## Location identification items
---+---

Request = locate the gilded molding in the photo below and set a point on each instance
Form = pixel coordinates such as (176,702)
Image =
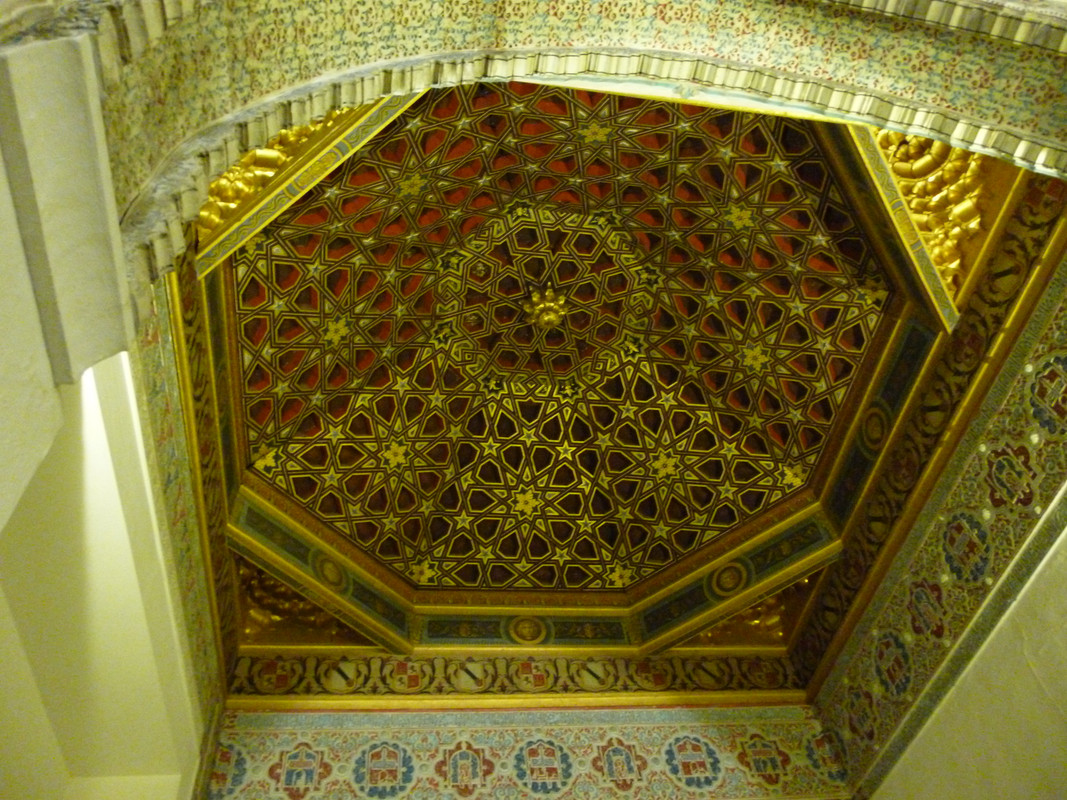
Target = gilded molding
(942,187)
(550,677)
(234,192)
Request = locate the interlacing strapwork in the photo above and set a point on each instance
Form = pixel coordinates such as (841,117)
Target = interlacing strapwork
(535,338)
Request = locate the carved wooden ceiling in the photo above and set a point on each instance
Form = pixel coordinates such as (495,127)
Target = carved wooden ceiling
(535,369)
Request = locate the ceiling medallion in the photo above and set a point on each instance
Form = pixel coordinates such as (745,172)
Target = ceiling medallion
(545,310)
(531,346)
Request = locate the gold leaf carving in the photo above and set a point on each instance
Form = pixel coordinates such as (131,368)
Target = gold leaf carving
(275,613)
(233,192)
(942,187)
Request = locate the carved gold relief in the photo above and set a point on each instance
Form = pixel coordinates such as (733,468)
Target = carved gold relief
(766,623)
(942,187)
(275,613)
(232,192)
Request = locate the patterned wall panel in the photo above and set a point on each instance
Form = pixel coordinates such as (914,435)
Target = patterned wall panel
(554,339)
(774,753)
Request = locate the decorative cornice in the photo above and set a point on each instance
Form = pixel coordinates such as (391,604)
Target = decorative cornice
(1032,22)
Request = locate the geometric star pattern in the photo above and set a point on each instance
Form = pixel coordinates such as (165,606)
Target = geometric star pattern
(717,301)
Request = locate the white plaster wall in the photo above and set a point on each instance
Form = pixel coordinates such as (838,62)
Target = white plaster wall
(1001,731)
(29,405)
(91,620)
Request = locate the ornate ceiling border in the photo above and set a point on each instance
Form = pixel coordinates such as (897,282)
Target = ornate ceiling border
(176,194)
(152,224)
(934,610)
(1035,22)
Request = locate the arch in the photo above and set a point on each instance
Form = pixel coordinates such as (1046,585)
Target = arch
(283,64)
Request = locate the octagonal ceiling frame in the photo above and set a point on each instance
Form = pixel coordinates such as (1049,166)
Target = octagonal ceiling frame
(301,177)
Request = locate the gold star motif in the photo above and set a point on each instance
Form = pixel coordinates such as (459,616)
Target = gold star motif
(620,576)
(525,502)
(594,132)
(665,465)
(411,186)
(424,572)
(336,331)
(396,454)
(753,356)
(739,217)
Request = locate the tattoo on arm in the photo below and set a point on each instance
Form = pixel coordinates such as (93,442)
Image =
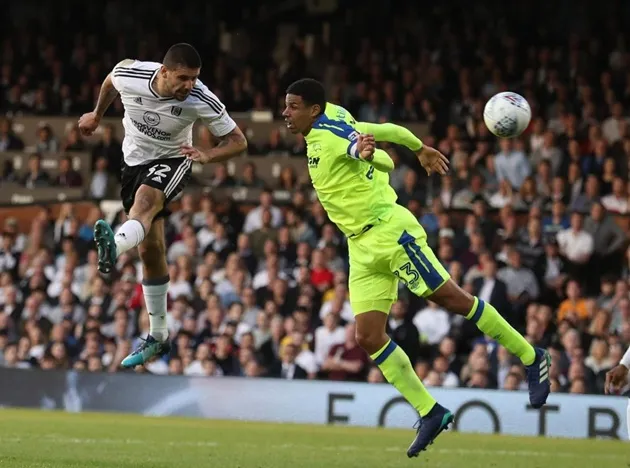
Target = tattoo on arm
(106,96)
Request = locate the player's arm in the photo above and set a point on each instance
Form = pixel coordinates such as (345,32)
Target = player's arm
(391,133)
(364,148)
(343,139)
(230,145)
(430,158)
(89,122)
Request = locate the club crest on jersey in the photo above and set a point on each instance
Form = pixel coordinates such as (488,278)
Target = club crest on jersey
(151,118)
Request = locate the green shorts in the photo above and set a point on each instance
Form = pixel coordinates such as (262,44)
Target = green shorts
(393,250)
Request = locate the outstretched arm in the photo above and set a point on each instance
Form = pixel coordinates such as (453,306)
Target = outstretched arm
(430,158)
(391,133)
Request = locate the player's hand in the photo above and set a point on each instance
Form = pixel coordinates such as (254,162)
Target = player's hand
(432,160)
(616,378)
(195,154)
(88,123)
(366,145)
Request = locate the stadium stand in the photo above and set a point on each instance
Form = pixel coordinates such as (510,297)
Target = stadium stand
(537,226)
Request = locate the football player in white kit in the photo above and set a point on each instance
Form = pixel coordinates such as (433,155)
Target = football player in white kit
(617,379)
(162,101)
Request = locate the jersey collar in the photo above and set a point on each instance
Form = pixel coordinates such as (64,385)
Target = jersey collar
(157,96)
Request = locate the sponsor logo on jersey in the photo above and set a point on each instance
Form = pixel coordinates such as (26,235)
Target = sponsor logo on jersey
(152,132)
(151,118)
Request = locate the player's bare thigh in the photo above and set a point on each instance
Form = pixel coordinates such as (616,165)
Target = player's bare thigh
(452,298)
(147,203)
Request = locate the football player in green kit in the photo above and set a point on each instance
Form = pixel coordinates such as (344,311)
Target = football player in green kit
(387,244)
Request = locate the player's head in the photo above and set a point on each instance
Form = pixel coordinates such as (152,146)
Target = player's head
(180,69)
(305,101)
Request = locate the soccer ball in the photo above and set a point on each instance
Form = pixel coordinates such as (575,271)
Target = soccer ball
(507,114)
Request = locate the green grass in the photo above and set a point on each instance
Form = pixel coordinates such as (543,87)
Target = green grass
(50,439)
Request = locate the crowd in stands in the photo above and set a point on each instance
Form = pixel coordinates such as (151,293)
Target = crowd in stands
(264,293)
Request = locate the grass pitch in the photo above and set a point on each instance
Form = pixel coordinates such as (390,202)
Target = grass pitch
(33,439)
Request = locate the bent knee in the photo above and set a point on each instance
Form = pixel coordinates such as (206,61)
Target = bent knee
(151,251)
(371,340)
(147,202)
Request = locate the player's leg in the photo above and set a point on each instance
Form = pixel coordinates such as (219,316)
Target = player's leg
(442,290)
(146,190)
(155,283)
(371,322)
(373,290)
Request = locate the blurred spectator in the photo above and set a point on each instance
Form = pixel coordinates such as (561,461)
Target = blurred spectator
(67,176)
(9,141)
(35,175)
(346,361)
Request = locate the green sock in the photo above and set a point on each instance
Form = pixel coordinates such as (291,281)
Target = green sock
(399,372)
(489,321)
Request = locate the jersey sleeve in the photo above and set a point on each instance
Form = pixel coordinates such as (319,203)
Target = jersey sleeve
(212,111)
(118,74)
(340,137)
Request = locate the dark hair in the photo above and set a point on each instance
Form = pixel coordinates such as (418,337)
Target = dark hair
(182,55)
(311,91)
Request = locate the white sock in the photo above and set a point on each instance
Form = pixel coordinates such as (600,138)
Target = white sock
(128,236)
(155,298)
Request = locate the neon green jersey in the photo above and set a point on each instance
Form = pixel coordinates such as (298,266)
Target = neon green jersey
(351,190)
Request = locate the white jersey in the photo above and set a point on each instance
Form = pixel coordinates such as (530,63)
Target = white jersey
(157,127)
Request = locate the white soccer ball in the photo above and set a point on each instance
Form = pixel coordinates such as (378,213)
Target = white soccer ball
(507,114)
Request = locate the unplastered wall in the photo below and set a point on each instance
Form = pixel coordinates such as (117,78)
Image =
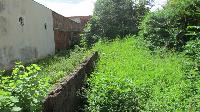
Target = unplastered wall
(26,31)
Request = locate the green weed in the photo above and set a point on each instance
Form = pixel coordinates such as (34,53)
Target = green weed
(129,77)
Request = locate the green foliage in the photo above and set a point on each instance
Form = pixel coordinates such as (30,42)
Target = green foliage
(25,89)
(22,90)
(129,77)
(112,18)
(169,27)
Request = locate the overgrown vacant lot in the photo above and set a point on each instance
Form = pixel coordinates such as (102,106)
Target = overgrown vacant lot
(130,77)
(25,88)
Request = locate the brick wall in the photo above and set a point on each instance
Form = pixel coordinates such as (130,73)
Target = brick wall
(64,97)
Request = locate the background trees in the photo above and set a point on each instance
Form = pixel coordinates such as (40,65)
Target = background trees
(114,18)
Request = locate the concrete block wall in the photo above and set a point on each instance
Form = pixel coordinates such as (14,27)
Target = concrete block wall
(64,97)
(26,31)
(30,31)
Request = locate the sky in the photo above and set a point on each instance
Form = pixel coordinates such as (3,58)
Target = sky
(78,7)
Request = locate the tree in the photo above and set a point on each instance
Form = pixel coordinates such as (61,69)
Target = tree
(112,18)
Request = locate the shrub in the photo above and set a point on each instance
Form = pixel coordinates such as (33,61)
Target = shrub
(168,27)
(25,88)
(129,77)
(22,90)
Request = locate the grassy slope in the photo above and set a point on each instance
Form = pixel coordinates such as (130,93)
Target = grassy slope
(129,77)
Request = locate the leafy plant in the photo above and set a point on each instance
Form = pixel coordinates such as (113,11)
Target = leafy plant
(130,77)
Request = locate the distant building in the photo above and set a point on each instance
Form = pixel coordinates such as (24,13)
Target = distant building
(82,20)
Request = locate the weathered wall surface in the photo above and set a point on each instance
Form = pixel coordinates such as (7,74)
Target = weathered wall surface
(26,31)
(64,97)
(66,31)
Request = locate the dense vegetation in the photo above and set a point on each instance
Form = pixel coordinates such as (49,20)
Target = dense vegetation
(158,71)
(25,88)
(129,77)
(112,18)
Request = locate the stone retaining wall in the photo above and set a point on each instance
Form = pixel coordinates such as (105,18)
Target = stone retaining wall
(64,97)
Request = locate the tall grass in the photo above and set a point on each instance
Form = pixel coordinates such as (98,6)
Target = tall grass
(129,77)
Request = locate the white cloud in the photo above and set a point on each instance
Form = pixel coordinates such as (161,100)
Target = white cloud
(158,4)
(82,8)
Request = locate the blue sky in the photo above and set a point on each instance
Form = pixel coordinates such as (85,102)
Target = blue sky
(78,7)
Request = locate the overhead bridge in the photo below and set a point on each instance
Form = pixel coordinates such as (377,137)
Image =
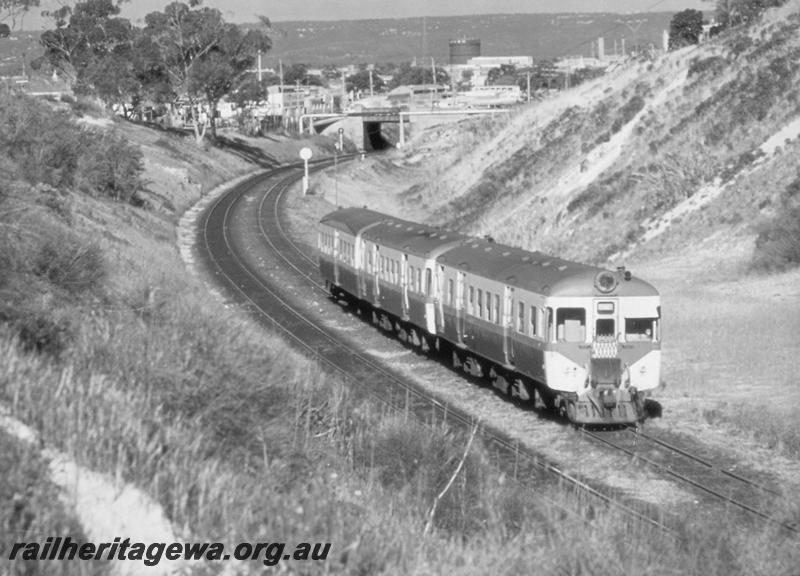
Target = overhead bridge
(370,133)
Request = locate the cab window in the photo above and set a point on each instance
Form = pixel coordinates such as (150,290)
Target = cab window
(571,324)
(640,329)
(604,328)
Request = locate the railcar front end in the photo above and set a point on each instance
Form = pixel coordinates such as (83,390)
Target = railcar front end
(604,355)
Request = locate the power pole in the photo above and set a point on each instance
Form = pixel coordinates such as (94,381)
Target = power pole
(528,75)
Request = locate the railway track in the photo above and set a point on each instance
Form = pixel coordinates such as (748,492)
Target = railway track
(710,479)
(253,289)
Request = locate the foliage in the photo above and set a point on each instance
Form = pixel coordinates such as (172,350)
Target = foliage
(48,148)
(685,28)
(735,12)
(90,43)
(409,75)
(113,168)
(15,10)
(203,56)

---+---

## GIVEN TASK
Exactly repeat the lines from the line that contains "Request = locate the railcar" to the end of the entries, both included, and leave out all other lines.

## TASK RESULT
Request = locate the railcar front end in the photo above and set a point on each instance
Form = pixel coordinates such as (83,390)
Target = railcar front end
(604,355)
Request = locate the power pole in the photo above and set a point on each instance
Form = pixel coordinates such as (94,381)
Target = power pole
(528,75)
Request = locate the railway track in the photo above and set a point on each instance
Form = pixel coordinates such as (748,492)
Target = railway track
(710,479)
(253,289)
Request = locate the foliage in the photo above and set a point on each instance
Form = pixel coordinates such as (172,350)
Target = foliage
(48,148)
(685,28)
(735,12)
(90,43)
(409,75)
(113,168)
(15,10)
(203,56)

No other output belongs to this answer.